■ Data
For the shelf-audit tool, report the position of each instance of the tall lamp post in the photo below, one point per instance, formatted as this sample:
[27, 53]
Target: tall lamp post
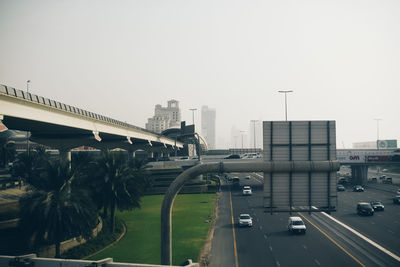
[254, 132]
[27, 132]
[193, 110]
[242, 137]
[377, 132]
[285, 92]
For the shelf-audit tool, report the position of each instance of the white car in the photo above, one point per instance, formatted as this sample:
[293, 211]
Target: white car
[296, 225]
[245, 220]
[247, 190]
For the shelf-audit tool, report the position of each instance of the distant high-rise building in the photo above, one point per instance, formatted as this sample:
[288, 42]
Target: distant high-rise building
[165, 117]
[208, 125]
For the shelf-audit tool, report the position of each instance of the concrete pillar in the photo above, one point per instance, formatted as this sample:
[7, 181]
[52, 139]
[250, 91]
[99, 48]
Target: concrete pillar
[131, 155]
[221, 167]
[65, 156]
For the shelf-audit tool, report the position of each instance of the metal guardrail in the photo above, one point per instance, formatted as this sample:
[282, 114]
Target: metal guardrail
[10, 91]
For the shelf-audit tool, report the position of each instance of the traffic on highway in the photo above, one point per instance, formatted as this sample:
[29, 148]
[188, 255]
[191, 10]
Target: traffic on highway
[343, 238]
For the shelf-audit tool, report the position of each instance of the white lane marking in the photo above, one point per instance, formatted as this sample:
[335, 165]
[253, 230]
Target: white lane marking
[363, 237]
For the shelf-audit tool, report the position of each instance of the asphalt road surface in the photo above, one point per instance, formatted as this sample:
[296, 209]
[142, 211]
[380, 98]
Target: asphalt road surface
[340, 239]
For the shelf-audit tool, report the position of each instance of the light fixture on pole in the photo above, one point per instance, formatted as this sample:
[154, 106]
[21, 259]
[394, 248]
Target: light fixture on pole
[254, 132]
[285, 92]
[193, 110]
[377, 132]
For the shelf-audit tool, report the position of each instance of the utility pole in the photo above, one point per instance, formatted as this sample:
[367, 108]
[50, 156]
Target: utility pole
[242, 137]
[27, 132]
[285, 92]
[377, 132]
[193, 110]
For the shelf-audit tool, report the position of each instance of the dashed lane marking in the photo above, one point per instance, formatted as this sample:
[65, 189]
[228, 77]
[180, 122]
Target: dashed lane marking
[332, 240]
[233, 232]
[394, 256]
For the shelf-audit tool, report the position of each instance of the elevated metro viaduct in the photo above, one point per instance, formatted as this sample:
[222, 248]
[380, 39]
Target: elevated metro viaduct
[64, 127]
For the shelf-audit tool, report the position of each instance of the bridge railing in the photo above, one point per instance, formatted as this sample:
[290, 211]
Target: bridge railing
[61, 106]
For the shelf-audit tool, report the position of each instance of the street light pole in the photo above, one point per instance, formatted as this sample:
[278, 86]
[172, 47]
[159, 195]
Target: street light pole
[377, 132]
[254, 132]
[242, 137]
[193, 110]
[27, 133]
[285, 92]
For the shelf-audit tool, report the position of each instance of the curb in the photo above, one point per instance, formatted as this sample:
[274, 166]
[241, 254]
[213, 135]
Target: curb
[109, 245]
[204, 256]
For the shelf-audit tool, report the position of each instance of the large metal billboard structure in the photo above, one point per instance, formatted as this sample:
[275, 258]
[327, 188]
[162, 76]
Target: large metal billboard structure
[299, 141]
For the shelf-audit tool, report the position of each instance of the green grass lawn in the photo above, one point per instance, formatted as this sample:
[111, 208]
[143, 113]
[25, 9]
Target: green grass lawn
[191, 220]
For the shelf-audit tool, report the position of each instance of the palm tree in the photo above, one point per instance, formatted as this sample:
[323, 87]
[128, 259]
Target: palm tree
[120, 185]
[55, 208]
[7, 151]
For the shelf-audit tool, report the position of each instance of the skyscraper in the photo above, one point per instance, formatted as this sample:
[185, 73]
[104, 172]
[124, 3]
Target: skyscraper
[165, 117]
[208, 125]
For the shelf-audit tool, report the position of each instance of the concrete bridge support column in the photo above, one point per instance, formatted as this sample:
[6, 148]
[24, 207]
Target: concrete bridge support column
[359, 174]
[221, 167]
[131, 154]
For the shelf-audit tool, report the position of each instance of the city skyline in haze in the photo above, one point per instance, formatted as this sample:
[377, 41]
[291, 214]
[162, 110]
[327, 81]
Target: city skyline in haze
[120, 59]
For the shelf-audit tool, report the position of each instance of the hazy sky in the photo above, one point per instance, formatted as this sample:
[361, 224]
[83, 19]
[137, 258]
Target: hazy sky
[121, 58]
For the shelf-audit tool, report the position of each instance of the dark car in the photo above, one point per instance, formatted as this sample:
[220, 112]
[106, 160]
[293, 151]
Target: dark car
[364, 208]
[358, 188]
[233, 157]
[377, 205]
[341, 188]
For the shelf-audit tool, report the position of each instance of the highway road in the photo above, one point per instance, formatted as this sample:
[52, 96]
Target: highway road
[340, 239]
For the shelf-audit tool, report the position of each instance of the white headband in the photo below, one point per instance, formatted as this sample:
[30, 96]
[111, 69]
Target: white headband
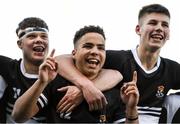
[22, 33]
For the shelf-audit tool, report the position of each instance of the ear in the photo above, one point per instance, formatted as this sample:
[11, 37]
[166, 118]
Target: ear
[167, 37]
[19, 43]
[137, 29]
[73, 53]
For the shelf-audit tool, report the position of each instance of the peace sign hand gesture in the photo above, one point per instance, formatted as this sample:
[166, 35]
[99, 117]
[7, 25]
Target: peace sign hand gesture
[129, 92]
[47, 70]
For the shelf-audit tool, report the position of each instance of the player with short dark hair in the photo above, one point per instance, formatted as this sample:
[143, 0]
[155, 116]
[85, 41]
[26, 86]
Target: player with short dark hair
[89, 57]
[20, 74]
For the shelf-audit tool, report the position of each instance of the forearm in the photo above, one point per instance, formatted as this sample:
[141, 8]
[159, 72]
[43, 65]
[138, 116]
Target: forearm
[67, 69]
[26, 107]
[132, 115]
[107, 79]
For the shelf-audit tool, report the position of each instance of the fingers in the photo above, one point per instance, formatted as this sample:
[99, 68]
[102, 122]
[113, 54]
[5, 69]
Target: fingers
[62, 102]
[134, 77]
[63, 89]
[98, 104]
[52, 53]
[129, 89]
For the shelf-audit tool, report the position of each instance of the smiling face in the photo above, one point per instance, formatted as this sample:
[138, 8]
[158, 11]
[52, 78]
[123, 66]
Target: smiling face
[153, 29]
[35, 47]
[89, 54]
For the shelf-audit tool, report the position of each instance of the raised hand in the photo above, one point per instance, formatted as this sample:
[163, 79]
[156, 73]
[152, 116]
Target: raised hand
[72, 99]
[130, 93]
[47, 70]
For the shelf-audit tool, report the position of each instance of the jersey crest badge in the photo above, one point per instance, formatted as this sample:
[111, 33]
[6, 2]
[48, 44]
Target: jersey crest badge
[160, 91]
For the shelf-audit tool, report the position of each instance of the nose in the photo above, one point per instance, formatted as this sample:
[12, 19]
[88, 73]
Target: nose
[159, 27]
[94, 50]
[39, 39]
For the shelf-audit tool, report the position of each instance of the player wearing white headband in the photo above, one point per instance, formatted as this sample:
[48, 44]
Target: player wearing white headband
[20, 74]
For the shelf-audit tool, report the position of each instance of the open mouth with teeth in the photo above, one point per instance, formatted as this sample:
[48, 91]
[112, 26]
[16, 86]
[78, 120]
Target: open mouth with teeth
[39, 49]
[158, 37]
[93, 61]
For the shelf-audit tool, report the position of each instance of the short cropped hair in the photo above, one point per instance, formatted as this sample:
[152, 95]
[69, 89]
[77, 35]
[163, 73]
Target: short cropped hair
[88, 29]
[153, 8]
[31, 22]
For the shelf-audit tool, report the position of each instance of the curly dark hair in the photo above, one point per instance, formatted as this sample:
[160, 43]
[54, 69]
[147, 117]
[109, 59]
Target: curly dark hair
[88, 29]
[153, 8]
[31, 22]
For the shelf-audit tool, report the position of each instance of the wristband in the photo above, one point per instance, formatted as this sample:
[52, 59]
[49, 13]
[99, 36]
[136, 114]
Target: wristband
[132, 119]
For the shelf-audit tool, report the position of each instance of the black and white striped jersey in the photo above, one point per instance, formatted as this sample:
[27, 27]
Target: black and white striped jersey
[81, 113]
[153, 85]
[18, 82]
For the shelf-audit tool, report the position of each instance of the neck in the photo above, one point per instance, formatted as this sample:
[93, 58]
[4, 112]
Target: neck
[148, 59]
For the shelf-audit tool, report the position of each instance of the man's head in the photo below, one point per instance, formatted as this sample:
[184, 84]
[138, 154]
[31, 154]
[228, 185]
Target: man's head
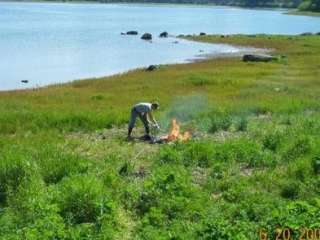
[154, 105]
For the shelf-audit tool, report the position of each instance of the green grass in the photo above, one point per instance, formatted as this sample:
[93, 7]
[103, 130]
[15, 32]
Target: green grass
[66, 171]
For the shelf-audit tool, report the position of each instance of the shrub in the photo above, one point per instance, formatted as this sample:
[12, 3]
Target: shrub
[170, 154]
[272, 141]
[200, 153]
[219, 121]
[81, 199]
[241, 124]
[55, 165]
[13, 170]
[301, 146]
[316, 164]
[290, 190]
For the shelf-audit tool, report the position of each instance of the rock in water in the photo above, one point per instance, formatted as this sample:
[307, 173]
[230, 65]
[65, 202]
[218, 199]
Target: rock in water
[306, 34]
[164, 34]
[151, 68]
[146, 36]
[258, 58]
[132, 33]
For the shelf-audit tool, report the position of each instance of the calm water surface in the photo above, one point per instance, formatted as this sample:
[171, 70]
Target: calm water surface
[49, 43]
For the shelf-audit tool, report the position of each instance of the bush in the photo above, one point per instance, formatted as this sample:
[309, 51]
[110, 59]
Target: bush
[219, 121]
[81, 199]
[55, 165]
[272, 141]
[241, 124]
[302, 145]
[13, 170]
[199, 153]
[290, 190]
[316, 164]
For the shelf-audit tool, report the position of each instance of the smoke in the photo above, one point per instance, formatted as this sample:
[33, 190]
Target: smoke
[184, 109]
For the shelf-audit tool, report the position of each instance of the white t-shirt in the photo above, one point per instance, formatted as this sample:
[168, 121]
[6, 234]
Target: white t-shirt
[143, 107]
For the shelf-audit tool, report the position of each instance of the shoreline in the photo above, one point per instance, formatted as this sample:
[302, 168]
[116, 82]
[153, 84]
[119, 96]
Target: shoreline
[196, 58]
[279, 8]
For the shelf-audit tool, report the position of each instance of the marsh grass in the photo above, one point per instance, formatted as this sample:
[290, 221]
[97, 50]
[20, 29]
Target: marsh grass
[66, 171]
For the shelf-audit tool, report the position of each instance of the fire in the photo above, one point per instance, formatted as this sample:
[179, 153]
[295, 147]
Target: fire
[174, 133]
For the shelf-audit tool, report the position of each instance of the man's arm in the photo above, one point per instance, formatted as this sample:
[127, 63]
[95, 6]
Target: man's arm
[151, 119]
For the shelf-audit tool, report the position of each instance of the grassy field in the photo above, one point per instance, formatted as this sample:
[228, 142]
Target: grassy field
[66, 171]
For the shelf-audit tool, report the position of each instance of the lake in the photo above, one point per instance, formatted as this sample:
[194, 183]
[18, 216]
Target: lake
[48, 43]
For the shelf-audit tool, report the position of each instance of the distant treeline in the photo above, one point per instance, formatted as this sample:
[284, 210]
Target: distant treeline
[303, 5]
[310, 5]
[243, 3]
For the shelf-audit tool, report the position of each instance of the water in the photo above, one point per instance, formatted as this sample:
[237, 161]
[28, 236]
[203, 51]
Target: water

■ What to do
Quote only the lines from the line containing "the man's arm" through the end of the entries, keeping the first and the last.

■ Result of the task
For the shelf-audit tool, report the position of each instance of the man's arm in the photo above, one point per instance, formatted as this sample:
[127, 63]
[95, 6]
Target: man's arm
[151, 119]
For the shelf-audit tool, report the position of each instance of the grassy field in the photo above, one point per instance, formatted as this sample:
[228, 142]
Target: grassy field
[66, 171]
For the shelf-audit tool, report the position of each instance of the lake in the photo above, one point per instance, formatted as this sample:
[194, 183]
[18, 216]
Target: lake
[48, 43]
For the shelf-audit tool, report the position of each instance of the distant treeline in the photo above, one point per instance, formatted as this sample:
[284, 210]
Target: distant treeline
[303, 5]
[310, 5]
[243, 3]
For the shelf-audit tool, report the position of each instance of the water in the photo above, one point per instance, formatted as this sample:
[237, 161]
[28, 236]
[203, 51]
Target: water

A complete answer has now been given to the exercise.